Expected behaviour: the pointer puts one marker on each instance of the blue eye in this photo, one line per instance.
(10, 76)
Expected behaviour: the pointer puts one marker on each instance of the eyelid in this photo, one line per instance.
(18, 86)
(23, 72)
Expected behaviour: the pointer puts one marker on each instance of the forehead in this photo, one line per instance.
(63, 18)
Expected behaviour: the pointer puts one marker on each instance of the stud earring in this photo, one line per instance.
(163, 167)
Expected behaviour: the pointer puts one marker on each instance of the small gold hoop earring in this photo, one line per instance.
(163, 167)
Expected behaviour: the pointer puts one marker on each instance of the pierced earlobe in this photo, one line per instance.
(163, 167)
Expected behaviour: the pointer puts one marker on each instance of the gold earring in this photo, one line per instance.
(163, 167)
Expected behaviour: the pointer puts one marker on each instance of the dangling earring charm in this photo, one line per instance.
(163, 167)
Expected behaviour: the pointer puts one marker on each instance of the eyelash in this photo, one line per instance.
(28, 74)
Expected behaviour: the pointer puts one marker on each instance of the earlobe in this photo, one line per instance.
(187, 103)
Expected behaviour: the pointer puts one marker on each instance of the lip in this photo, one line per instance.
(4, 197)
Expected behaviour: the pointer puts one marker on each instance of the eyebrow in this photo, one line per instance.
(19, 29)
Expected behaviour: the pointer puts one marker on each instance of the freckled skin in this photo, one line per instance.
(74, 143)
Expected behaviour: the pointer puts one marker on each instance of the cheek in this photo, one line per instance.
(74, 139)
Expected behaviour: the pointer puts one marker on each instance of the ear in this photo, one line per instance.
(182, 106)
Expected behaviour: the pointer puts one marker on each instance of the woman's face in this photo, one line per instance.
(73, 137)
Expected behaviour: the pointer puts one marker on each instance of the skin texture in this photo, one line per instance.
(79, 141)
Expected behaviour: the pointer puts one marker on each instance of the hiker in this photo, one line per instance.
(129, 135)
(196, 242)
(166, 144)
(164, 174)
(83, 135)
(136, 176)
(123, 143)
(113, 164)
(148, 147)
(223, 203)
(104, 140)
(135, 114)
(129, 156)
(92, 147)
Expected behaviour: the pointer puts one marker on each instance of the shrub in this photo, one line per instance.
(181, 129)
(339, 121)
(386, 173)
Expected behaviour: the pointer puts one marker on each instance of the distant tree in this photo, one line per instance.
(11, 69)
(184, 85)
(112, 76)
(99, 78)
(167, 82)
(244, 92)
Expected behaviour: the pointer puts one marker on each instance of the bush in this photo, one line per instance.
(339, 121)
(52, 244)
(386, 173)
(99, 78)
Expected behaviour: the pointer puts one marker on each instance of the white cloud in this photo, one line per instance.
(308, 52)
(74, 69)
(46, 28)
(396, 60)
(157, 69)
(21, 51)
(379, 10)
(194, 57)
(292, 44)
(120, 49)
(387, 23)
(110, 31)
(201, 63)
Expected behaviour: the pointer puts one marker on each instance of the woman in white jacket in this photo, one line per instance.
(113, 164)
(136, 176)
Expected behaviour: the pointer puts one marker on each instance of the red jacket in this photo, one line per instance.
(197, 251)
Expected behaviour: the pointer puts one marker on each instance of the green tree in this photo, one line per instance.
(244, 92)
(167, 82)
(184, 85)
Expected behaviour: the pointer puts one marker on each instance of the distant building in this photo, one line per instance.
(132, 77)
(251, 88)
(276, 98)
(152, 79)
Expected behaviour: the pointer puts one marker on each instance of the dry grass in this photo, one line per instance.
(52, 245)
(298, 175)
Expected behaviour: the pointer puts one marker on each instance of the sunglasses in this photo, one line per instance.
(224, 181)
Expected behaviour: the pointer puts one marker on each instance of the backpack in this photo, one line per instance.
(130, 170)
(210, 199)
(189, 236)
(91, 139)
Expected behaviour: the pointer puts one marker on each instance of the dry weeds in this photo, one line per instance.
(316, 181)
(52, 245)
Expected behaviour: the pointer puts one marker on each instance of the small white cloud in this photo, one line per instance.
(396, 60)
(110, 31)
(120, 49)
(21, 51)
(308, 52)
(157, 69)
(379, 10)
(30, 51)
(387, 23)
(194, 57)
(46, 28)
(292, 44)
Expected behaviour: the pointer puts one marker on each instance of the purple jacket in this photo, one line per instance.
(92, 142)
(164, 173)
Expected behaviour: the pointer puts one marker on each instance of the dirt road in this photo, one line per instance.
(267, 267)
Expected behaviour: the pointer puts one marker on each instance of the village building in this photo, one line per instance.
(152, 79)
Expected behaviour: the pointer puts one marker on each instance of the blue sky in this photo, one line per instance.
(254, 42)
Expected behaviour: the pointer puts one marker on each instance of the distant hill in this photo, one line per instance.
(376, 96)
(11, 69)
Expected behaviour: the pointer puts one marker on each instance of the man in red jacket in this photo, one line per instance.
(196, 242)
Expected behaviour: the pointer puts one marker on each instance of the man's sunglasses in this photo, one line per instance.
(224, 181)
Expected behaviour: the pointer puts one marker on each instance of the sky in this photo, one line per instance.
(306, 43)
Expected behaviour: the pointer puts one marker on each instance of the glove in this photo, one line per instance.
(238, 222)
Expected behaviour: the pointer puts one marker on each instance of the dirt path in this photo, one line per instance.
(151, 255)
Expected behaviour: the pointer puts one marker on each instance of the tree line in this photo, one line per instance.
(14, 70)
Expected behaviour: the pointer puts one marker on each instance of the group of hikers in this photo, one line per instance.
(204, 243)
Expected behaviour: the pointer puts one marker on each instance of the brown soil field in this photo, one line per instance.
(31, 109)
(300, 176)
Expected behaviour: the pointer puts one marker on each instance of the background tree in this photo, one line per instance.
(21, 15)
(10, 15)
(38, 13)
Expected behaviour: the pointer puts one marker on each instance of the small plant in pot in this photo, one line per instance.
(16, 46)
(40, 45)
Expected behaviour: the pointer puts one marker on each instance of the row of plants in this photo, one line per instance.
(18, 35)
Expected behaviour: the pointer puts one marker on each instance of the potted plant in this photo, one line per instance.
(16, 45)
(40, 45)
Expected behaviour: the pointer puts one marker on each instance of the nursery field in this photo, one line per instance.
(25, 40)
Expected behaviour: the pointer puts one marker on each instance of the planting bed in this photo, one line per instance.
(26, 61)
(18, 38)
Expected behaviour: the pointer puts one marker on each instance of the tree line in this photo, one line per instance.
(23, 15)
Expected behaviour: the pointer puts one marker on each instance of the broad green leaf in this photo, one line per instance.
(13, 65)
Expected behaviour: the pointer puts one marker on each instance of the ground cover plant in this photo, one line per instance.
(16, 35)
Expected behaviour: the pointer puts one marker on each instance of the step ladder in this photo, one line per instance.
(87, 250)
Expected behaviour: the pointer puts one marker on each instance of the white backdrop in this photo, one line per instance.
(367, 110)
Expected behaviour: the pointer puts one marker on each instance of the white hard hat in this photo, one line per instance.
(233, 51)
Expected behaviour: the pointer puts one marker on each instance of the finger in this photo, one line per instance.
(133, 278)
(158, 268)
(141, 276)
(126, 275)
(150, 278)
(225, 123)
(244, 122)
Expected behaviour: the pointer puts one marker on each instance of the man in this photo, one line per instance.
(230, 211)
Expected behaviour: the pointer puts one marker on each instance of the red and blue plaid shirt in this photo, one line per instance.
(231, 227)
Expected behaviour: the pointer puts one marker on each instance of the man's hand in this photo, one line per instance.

· · ·

▸ Stated exercise
Format these records as a JSON list of strings, with one string per line and blank lines left out.

▸ Solved exercise
[
  "Expected behaviour: the pointer puts one marker on each instance of the blue eye in this photo, one line per instance.",
  "(10, 76)",
  "Expected behaviour: the pointer puts one marker on each instance of the eyelid in this photo, one line per instance.",
  "(18, 86)",
  "(23, 72)",
  "Expected behaviour: the pointer puts one marker on each instance of the forehead in this photo, one line per instance.",
  "(63, 18)",
  "Expected behaviour: the pointer puts one marker on each instance of the stud earring in this photo, one line per instance.",
  "(163, 167)",
  "Expected behaviour: the pointer puts one marker on each instance of the small gold hoop earring in this photo, one line per instance.",
  "(163, 167)",
  "Expected behaviour: the pointer puts one marker on each instance of the pierced earlobe in this photo, one line per instance.",
  "(163, 167)",
  "Expected behaviour: the pointer puts one marker on each instance of the gold earring in this photo, one line per instance.",
  "(163, 167)",
  "Expected behaviour: the pointer puts one marker on each instance of the dangling earring charm in this photo, one line per instance.",
  "(163, 167)",
  "Expected behaviour: the pointer puts one marker on each instance of the eyelash in this photo, one line per instance.",
  "(28, 74)",
  "Expected behaviour: the pointer puts one marker on each instance of the earlobe in this photo, one line per instance.",
  "(187, 103)",
  "Expected behaviour: the pointer puts one marker on each instance of the lip in this photo, one line per instance.",
  "(4, 197)",
  "Expected behaviour: the pointer puts one marker on each instance of the eyebrow in this photo, one line per instance.",
  "(19, 29)",
  "Expected behaviour: the pointer puts one marker on each instance of the freckled skin in this photo, one line per instance.",
  "(74, 143)",
  "Expected behaviour: the pointer puts one marker on each instance of the cheek in this photo, one line per instance.",
  "(74, 139)",
  "Expected behaviour: the pointer puts one marker on each instance of the ear in this photo, one line per instance.",
  "(182, 106)",
  "Expected behaviour: the pointer puts one marker on each instance of the woman's face in this photo, one line per instance.",
  "(73, 137)",
  "Expected behaviour: the pointer puts one marker on each instance of the skin texture in this photo, one line per instance.",
  "(79, 141)",
  "Expected behaviour: the pointer puts one marker on each instance of the hiker in this photo, one line per instance.",
  "(129, 135)",
  "(196, 242)",
  "(166, 144)",
  "(164, 174)",
  "(83, 135)",
  "(136, 176)",
  "(123, 143)",
  "(113, 164)",
  "(148, 147)",
  "(223, 203)",
  "(104, 140)",
  "(135, 114)",
  "(129, 156)",
  "(92, 147)",
  "Expected behaviour: the pointer puts one marker on each instance of the shrub in this photo, one line per instance.",
  "(181, 129)",
  "(339, 121)",
  "(386, 173)",
  "Expected behaviour: the pointer puts one marker on each instance of the distant tree in this photo, one line per instance.",
  "(11, 69)",
  "(184, 85)",
  "(112, 76)",
  "(99, 78)",
  "(167, 82)",
  "(244, 92)",
  "Expected behaviour: the pointer puts one marker on each instance of the bush in this photo, one line per instance.",
  "(339, 121)",
  "(52, 244)",
  "(386, 173)",
  "(99, 78)",
  "Expected behaviour: the pointer puts one marker on each instance of the white cloud in this photo, one line per instance.",
  "(308, 52)",
  "(74, 69)",
  "(46, 28)",
  "(396, 60)",
  "(157, 69)",
  "(21, 51)",
  "(379, 10)",
  "(194, 57)",
  "(292, 44)",
  "(120, 49)",
  "(387, 23)",
  "(110, 31)",
  "(201, 63)",
  "Expected behaviour: the pointer puts one marker on each instance of the woman in white jacket in this photo, one line per instance.",
  "(113, 164)",
  "(136, 176)",
  "Expected behaviour: the pointer puts one marker on each instance of the red jacket in this photo, one line per instance.",
  "(197, 251)",
  "Expected behaviour: the pointer puts one marker on each instance of the green tree in this photo, one line per instance.",
  "(244, 92)",
  "(167, 82)",
  "(184, 85)",
  "Expected behaviour: the pointer puts one marker on each instance of the distant building in this photo, one line per instance.",
  "(132, 77)",
  "(251, 88)",
  "(276, 98)",
  "(152, 79)",
  "Expected behaviour: the pointer puts one marker on each instance of the dry grass in this photo, one line per instance.",
  "(52, 245)",
  "(298, 175)",
  "Expected behaviour: the pointer puts one marker on each instance of the sunglasses in this photo, one line per instance.",
  "(224, 181)",
  "Expected behaviour: the pointer puts one marker on each instance of the backpack in this photo, one line per instance.",
  "(130, 170)",
  "(210, 199)",
  "(189, 236)",
  "(91, 139)",
  "Expected behaviour: the pointer puts one marker on each instance of the dry weeds in this photo, one line per instance.",
  "(316, 181)",
  "(52, 245)",
  "Expected behaviour: the pointer puts one marker on each instance of the small white cloud in this photo, one line per instance.",
  "(396, 60)",
  "(110, 31)",
  "(120, 49)",
  "(21, 51)",
  "(308, 52)",
  "(157, 69)",
  "(379, 10)",
  "(30, 51)",
  "(387, 23)",
  "(194, 57)",
  "(46, 28)",
  "(292, 44)",
  "Expected behaviour: the pointer puts one marker on each instance of the purple jacket in this photo, one line per instance.",
  "(92, 142)",
  "(164, 173)",
  "Expected behaviour: the pointer puts one marker on each instance of the dirt road in this photo, one line per instance.",
  "(267, 267)",
  "Expected behaviour: the pointer puts one marker on each instance of the village building in this photo, one line per instance.",
  "(152, 79)",
  "Expected behaviour: the pointer puts one marker on each instance of the blue sky in this photo, one line per instance.",
  "(254, 42)",
  "Expected behaviour: the pointer puts one marker on each instance of the distant hill in this photo, one line per instance.",
  "(376, 96)",
  "(11, 69)",
  "Expected behaviour: the pointer puts one marker on each instance of the man in red jacket in this photo, one line per instance.",
  "(196, 242)",
  "Expected behaviour: the pointer puts one marker on each instance of the man's sunglasses in this photo, one line per instance.",
  "(224, 181)",
  "Expected behaviour: the pointer puts one marker on each instance of the sky in this photo, one line per instance.",
  "(306, 43)",
  "Expected behaviour: the pointer puts one marker on each instance of the glove in this photo, one line per instance.",
  "(238, 222)",
  "Expected behaviour: the pointer puts one marker on each instance of the dirt path in this photo, one line per instance.",
  "(151, 255)",
  "Expected behaviour: the pointer puts one marker on each instance of the tree line in this photo, one line per instance.",
  "(14, 70)",
  "Expected behaviour: the pointer puts one marker on each instance of the group of hikers in this photo, one line per instance.",
  "(204, 243)",
  "Expected behaviour: the pointer puts one marker on each instance of the brown soil field in this photo, one line per instance.",
  "(31, 109)",
  "(300, 176)",
  "Expected behaviour: the pointer puts one marker on each instance of the background tree in this photo, one line per instance.",
  "(21, 15)",
  "(10, 15)",
  "(38, 13)",
  "Expected behaviour: the pointer puts one marker on each instance of the small plant in pot in this photo, one line per instance.",
  "(16, 46)",
  "(40, 45)",
  "Expected behaviour: the pointer puts one marker on each instance of the row of plants in this photo, one line per instance.",
  "(18, 35)",
  "Expected behaviour: the pointer puts one marker on each instance of the potted plant in this photo, one line per instance.",
  "(16, 45)",
  "(40, 45)",
  "Expected behaviour: the pointer puts one marker on each instance of the nursery field in this photo, one line per instance.",
  "(25, 40)",
  "Expected behaviour: the pointer puts one marker on each instance of the planting bed in this photo, one line per instance.",
  "(26, 61)",
  "(18, 38)",
  "Expected behaviour: the pointer puts one marker on each instance of the tree line in this photo, one line per instance.",
  "(23, 15)",
  "Expected behaviour: the pointer puts one marker on each instance of the broad green leaf in this photo, one line per instance.",
  "(13, 65)",
  "Expected behaviour: the pointer puts one marker on each instance of the ground cover plant in this photo, one line per instance.",
  "(16, 35)",
  "Expected behaviour: the pointer puts one marker on each instance of the step ladder in this photo, one line per instance.",
  "(87, 250)",
  "Expected behaviour: the pointer puts one marker on each instance of the white backdrop in this photo, one line per instance.",
  "(367, 110)",
  "Expected behaviour: the pointer puts one marker on each instance of the white hard hat in this photo, one line per instance.",
  "(233, 51)",
  "Expected behaviour: the pointer puts one marker on each instance of the finger in this photo, one line per instance.",
  "(133, 278)",
  "(158, 268)",
  "(141, 276)",
  "(126, 275)",
  "(150, 278)",
  "(225, 123)",
  "(244, 122)",
  "Expected behaviour: the pointer puts one marker on each instance of the man in this photo, one line per instance.",
  "(230, 211)",
  "Expected behaviour: the pointer puts one marker on each instance of the red and blue plaid shirt in this photo, one line per instance.",
  "(231, 227)",
  "Expected behaviour: the pointer puts one marker on each instance of the man's hand in this photo, one line per instance."
]